* **Exercise description**
Copy out the rows below, swapping every "positive clicks" for "foreground clicks" and leaving all else untouched.

* **Source data**
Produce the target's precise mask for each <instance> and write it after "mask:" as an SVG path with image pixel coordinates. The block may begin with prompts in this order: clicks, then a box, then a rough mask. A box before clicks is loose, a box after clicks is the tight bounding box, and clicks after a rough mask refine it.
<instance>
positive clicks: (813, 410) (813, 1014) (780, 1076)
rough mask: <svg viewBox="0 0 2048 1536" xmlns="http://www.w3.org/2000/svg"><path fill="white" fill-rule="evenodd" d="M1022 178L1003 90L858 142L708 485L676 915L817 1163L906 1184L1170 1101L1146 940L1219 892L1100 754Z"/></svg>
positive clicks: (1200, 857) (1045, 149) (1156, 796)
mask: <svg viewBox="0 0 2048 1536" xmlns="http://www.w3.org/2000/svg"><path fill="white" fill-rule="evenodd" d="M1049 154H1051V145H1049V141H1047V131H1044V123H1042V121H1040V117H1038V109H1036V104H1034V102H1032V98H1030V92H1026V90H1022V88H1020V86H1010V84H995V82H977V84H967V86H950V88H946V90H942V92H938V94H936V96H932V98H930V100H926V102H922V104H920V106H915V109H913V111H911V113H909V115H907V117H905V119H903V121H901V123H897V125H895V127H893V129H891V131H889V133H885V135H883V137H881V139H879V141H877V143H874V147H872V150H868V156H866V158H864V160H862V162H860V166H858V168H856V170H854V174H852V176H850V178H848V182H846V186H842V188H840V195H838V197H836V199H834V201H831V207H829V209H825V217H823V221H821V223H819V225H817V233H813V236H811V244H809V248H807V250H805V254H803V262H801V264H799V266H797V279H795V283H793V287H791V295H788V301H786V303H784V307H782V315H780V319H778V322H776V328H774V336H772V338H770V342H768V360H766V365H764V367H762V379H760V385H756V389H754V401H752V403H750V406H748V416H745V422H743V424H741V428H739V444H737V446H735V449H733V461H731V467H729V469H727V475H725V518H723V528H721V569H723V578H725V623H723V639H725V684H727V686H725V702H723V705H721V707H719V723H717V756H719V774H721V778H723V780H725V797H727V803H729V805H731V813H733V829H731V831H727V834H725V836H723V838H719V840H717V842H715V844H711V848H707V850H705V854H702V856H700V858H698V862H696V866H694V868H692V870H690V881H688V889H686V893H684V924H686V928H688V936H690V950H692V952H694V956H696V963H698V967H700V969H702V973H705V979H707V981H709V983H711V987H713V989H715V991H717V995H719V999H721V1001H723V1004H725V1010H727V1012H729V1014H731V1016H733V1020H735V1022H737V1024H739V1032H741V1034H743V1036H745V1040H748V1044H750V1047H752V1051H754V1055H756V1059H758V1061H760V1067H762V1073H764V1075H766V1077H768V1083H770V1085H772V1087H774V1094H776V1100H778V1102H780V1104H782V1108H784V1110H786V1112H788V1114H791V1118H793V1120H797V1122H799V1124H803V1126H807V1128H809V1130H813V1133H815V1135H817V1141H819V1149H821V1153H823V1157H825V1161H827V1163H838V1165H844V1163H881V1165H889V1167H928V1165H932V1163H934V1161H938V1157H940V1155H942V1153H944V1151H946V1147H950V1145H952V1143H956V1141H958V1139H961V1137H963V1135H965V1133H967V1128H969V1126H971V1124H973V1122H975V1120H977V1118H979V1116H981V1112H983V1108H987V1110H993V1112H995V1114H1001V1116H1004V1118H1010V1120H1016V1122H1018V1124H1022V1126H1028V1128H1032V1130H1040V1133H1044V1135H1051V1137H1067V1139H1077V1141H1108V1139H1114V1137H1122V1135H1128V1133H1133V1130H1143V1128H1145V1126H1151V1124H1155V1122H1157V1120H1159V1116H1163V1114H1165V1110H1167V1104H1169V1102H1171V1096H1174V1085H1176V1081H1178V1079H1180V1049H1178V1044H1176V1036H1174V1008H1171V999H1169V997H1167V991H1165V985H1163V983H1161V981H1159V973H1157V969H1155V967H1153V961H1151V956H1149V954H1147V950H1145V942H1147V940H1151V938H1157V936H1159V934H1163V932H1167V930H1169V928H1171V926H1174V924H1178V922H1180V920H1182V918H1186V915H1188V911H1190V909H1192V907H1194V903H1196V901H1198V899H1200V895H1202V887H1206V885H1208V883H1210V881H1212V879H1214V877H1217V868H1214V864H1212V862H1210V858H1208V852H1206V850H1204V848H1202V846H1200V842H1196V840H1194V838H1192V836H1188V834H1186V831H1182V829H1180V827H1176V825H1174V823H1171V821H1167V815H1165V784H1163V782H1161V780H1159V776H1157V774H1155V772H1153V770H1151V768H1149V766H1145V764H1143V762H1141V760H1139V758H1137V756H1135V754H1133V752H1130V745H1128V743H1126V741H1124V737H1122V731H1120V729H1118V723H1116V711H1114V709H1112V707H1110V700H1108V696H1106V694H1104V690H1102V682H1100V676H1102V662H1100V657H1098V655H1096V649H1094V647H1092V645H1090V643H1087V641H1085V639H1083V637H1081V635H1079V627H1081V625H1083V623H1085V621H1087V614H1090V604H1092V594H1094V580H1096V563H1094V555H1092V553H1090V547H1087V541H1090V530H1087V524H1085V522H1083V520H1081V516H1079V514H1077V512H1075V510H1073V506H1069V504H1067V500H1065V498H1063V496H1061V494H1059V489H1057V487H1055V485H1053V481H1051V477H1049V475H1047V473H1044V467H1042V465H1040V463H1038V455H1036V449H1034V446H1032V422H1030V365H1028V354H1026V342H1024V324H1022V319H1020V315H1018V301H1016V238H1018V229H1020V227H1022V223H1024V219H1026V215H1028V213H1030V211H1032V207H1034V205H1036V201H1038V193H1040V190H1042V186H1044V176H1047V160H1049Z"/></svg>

* **Task response**
Produce the target's precise mask for each <instance> and write it after "mask:" as an SVG path with image pixel coordinates. The block may begin with prompts in this order: clicks, then a box, then a rough mask. A box before clicks is loose, a box after clicks is the tight bounding box, and clicks after a rough mask refine it.
<instance>
foreground clicks: (813, 410) (813, 1014) (780, 1076)
rough mask: <svg viewBox="0 0 2048 1536" xmlns="http://www.w3.org/2000/svg"><path fill="white" fill-rule="evenodd" d="M1022 178L1003 90L858 142L708 485L676 915L817 1163L906 1184L1170 1101L1146 940L1219 892L1100 754Z"/></svg>
foreground clicks: (1200, 857) (1045, 149) (1156, 796)
mask: <svg viewBox="0 0 2048 1536" xmlns="http://www.w3.org/2000/svg"><path fill="white" fill-rule="evenodd" d="M1049 154H1051V145H1049V141H1047V131H1044V123H1042V121H1040V117H1038V109H1036V104H1034V102H1032V98H1030V92H1026V90H1022V88H1020V86H1010V84H995V82H977V84H967V86H950V88H946V90H942V92H938V94H936V96H932V98H930V100H926V102H922V104H920V106H915V109H913V111H911V113H909V115H907V117H905V119H903V121H901V123H897V125H895V127H893V129H891V131H889V133H885V135H883V137H881V139H879V141H877V143H874V147H872V150H868V156H866V158H864V160H862V162H860V166H858V168H856V170H854V174H852V176H850V178H848V182H846V186H842V188H840V195H838V197H836V199H834V201H831V207H829V209H825V217H823V221H821V223H819V225H817V233H813V236H811V244H809V248H807V250H805V254H803V262H801V264H799V266H797V279H795V283H793V287H791V295H788V301H786V303H784V307H782V315H780V319H778V322H776V328H774V336H772V338H770V342H768V360H766V365H764V367H762V379H760V385H756V389H754V401H752V403H750V406H748V416H745V422H743V424H741V428H739V444H737V446H735V449H733V461H731V467H729V469H727V475H725V518H723V528H721V569H723V578H725V623H723V639H725V684H727V686H725V702H723V705H721V707H719V723H717V756H719V774H721V778H723V780H725V797H727V803H729V805H731V813H733V829H731V831H727V834H725V836H723V838H719V840H717V842H715V844H711V848H707V850H705V854H702V856H700V858H698V862H696V866H694V868H692V870H690V881H688V889H686V893H684V924H686V928H688V936H690V950H692V952H694V956H696V963H698V967H700V969H702V973H705V979H707V981H709V983H711V987H713V989H715V991H717V995H719V999H721V1001H723V1004H725V1010H727V1012H729V1014H731V1016H733V1020H735V1022H737V1024H739V1032H741V1034H743V1036H745V1040H748V1044H750V1047H752V1051H754V1055H756V1059H758V1061H760V1067H762V1073H764V1075H766V1077H768V1083H770V1085H772V1087H774V1094H776V1100H778V1102H780V1104H782V1108H784V1110H786V1112H788V1114H791V1118H793V1120H797V1122H799V1124H803V1126H807V1128H809V1130H813V1133H815V1135H817V1141H819V1149H821V1153H823V1157H825V1161H827V1163H838V1165H844V1163H881V1165H889V1167H928V1165H932V1163H934V1161H938V1157H940V1155H942V1153H944V1151H946V1147H950V1145H952V1143H956V1141H958V1139H961V1137H963V1135H965V1133H967V1128H969V1126H971V1124H973V1122H975V1120H977V1118H979V1116H981V1112H983V1108H987V1110H993V1112H995V1114H1001V1116H1004V1118H1010V1120H1016V1122H1018V1124H1022V1126H1028V1128H1032V1130H1040V1133H1044V1135H1051V1137H1067V1139H1077V1141H1108V1139H1114V1137H1122V1135H1128V1133H1133V1130H1143V1128H1145V1126H1151V1124H1155V1122H1157V1120H1159V1116H1163V1114H1165V1110H1167V1104H1169V1102H1171V1096H1174V1085H1176V1081H1178V1079H1180V1049H1178V1044H1176V1036H1174V1008H1171V999H1169V997H1167V991H1165V985H1163V983H1161V981H1159V973H1157V969H1155V967H1153V961H1151V956H1149V954H1147V950H1145V942H1147V940H1151V938H1157V936H1159V934H1163V932H1167V930H1169V928H1171V926H1174V924H1178V922H1180V920H1182V918H1186V915H1188V911H1190V909H1192V907H1194V903H1196V901H1198V899H1200V895H1202V887H1206V885H1208V883H1210V881H1212V879H1214V877H1217V868H1214V864H1212V862H1210V858H1208V852H1206V850H1204V848H1202V846H1200V842H1196V840H1194V838H1192V836H1188V834H1186V831H1182V829H1180V827H1176V825H1174V823H1171V821H1167V815H1165V784H1163V782H1161V780H1159V776H1157V774H1155V772H1153V770H1151V768H1149V766H1145V764H1143V762H1141V760H1139V758H1137V756H1135V754H1133V752H1130V745H1128V743H1126V741H1124V737H1122V731H1120V729H1118V723H1116V711H1114V709H1112V707H1110V700H1108V696H1106V694H1104V690H1102V682H1100V676H1102V662H1100V657H1098V655H1096V649H1094V647H1092V645H1090V643H1087V641H1085V639H1083V637H1081V635H1079V627H1081V625H1083V623H1085V621H1087V614H1090V604H1092V594H1094V580H1096V563H1094V555H1092V553H1090V547H1087V541H1090V530H1087V524H1085V522H1083V520H1081V516H1079V514H1077V512H1075V510H1073V506H1069V504H1067V500H1065V498H1063V496H1061V494H1059V489H1057V487H1055V485H1053V481H1051V477H1049V475H1047V473H1044V467H1042V465H1040V463H1038V455H1036V449H1034V446H1032V422H1030V365H1028V354H1026V342H1024V324H1022V319H1020V315H1018V301H1016V238H1018V229H1020V227H1022V223H1024V219H1026V215H1028V213H1030V211H1032V207H1034V205H1036V201H1038V193H1040V190H1042V186H1044V176H1047V160H1049Z"/></svg>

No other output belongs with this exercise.